— Text segment —

He did appreciate Sri Lanka at that time, but all that appreciation was about the ‘higher status’ of the country that was inherited from the British. And all that appreciation was followed by his comments over how that higher status lost its glory in the hands of Sri Lankans.
I believe that since the 1950s for over 40 years, he learnt from Sri Lanka to make sure that such things would never be implemented in Singapore. In fact, he did exactly the opposite of what Sri Lanka did.

After ‘the Singapore formula’ which I presented last week in this column, I thought of complementing it by elaborating about ‘learning from others’ mistakes.’ As much as Lee Kuan Yew wanted to ‘cut and paste’ the good practices from other countries, he wanted to avoid others’ bad practices too. It was clear that he never wanted to cut and paste anything from Sri Lanka.

Most of the evidence that I produced here are from his own book ‘From Third World to First, The Singapore Story: 1965-2000’.

From “Sinha Pura” to Singapore

Its original name was ‘Sinha Pura’ (Lion City) which became ‘Singapore’ as British called it with their Anglicised accent. But Lee Kuan Yew never thought of changing the name Singapore back to its original name.

— Short task A —
Copy out the listing below from the line with "like [[212, 53]]." to the line with "[[472, 165]]", both lines included, and leave the pictures out.

— Provided information —

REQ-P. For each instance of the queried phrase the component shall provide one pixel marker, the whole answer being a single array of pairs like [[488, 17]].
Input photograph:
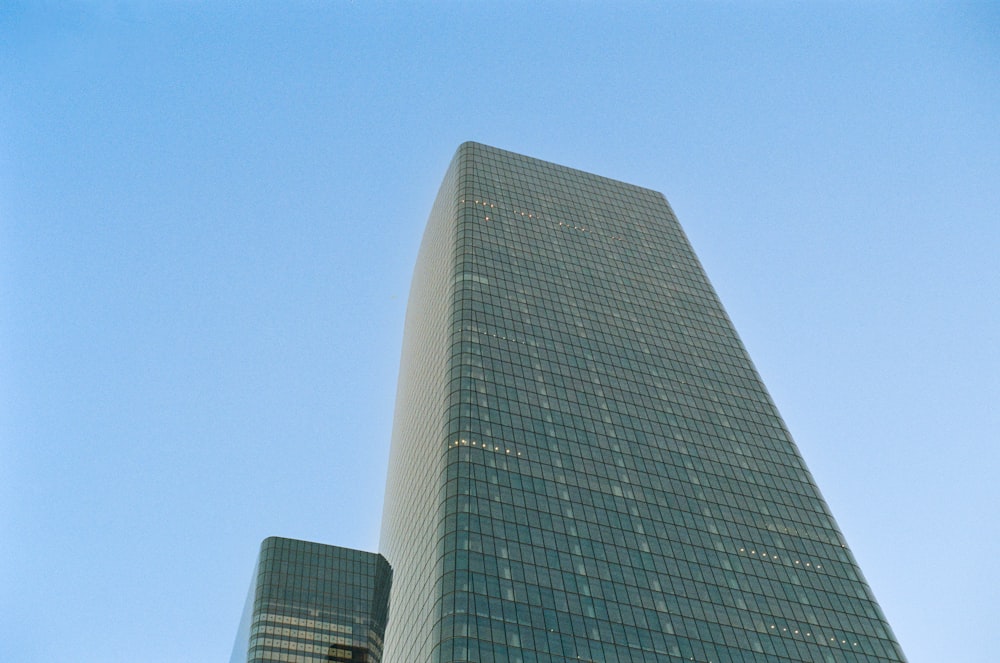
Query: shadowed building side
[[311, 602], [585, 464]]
==
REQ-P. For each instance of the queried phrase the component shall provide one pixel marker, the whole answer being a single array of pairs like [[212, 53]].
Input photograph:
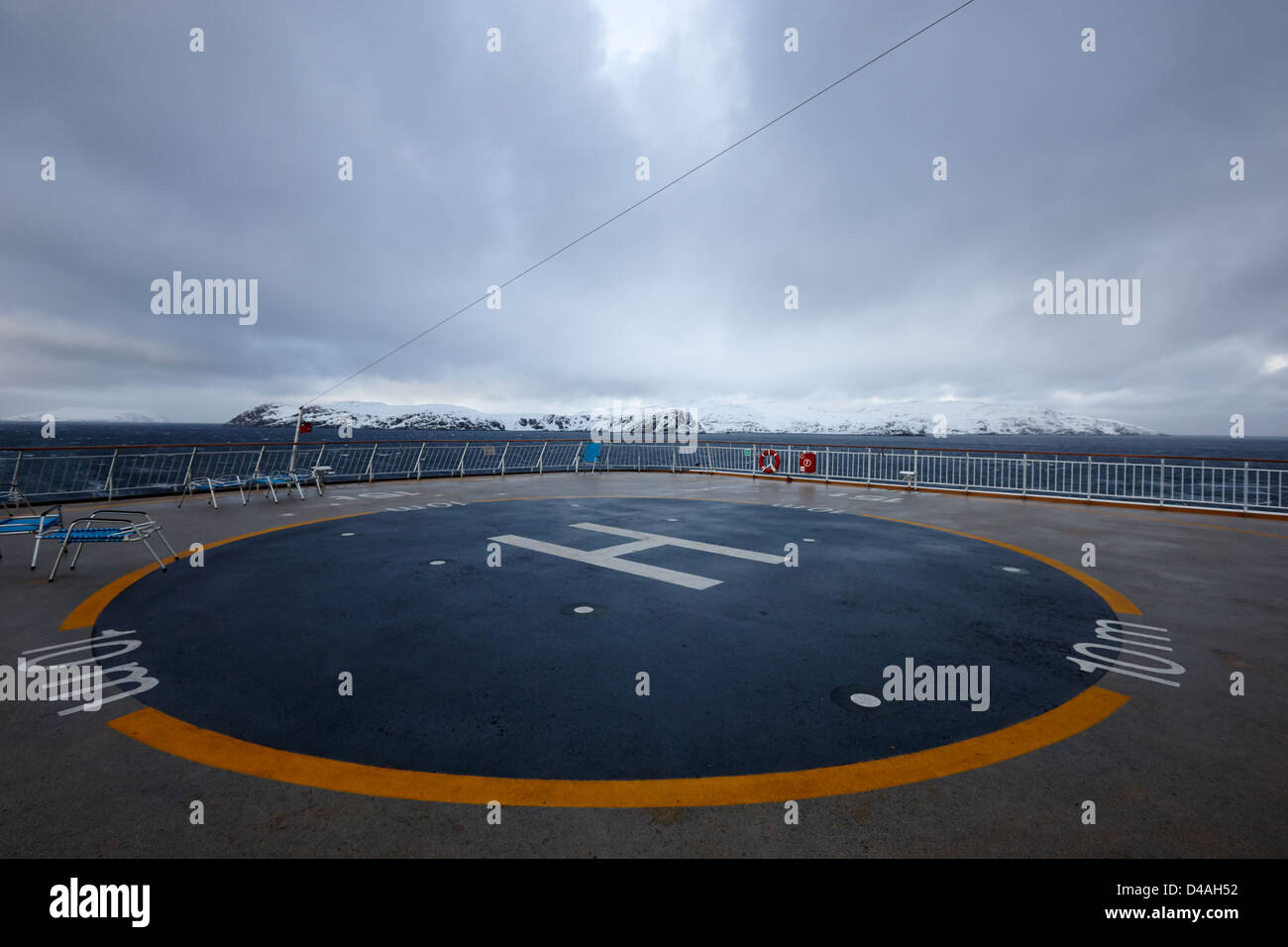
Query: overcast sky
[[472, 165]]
---
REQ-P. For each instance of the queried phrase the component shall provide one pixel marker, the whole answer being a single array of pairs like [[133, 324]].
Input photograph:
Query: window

— Short task B —
Rewrite the passage above on Lee Kuan Yew and Sri Lanka from "After ‘the Singapore" to "Singapore Story: 1965-2000’.", replacing "column" with "article".

— Exercise output A —
REQ-P. For each instance of the queried phrase the component shall provide one pixel marker, the whole answer being a single array of pairs like [[212, 53]].
Input photograph:
Query: overcast sky
[[472, 165]]

— Exercise output B —
After ‘the Singapore formula’ which I presented last week in this article, I thought of complementing it by elaborating about ‘learning from others’ mistakes.’ As much as Lee Kuan Yew wanted to ‘cut and paste’ the good practices from other countries, he wanted to avoid others’ bad practices too. It was clear that he never wanted to cut and paste anything from Sri Lanka.

Most of the evidence that I produced here are from his own book ‘From Third World to First, The Singapore Story: 1965-2000’.